Congress

State Budget Set for Passage

The two year spending and taxing plan amounts to about $43 billion.

The Connecticut Senate is on the verge of sending Connecticut’s two year budget to Gov. Ned Lamont’s desk for his signature.

“This budget does everything we want to do,” said Sen. Martin Looney, (D – New Haven), the president pro tem of the Senate. He points to larger investments in education, steady municipal aid, and funding for new programs like debt-free community college and to start a Paid Family and Medical Leave program.

"In recent years the budgets have been so constrained with cuts that were necessary, we've been in the position of having to decide which of the programs and services that we would like to help we would have to hurt the most. This year we're not in that crisis mode and we're able to be a little bit more responsive to community needs,” Looney said.

The two year spending and taxing plan amounts to about $43 billion. It includes a new one percent sales tax on prepared meals and beverages served in those establishments, a higher fee for trade in vehicles paid to the state by car dealers, a 10 cent fee for plastic bags, and other new enforcements of the sales tax.

Lamont had proposed a wide scale broadening of the sales tax, removing exemptions worth tens of millions of dollars, but Democrats in control of the General Assembly did not like that idea, instead targeting wealthier residents in specific ways.

There will be a higher tax on homes sold worth over $1 million, and there is a new tax on pass-through entities, the same entities that saw tax breaks under the 2017 Tax Cuts and Jobs Act passed by Congress.

The budget also includes about $9 million worth of individual appropriations for local programs ranging from youth sports leagues to churches.

"What they put together as a budget, we see no transparency,” said Rep. Vincent Candelora, (R – North Branford), who voted against the budget when it passed the State House late Monday evening. “We have little leagues receiving state dollars with no oversight and we have money being appropriated to a corporation, again with no oversight. So, in both situations, the Democrats are just pushing money off to third parties."

Rep. Matt Ritter, (D – Hartford), defended the spending, saying lower income and urban areas depend on the state stepping in to provide help.

"It's really different in urban areas, so where one might say, oh that's pork, or that bought a vote. No it didn't. It's an investment in folks,” he said.
──────
Set of tasks:
1. In the budget article, what fee does the plan set for plastic bags?
2. From the budget article, set down word for word the part that opens with the words containing "State Budget Set" and closes with "for his signature.".
The lines are separate material with no connection to the budget article.

Collected material:
──────
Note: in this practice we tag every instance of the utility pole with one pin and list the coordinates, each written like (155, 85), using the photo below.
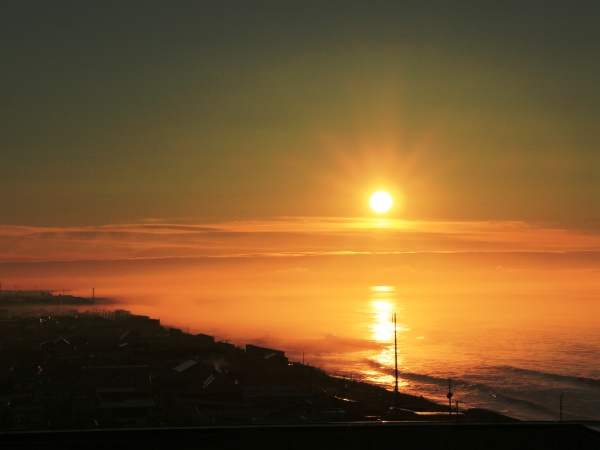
──────
Per-task answers:
1. A 10 cent fee.

2.
State Budget Set for Passage

The two year spending and taxing plan amounts to about $43 billion.

The Connecticut Senate is on the verge of sending Connecticut’s two year budget to Gov. Ned Lamont’s desk for his signature.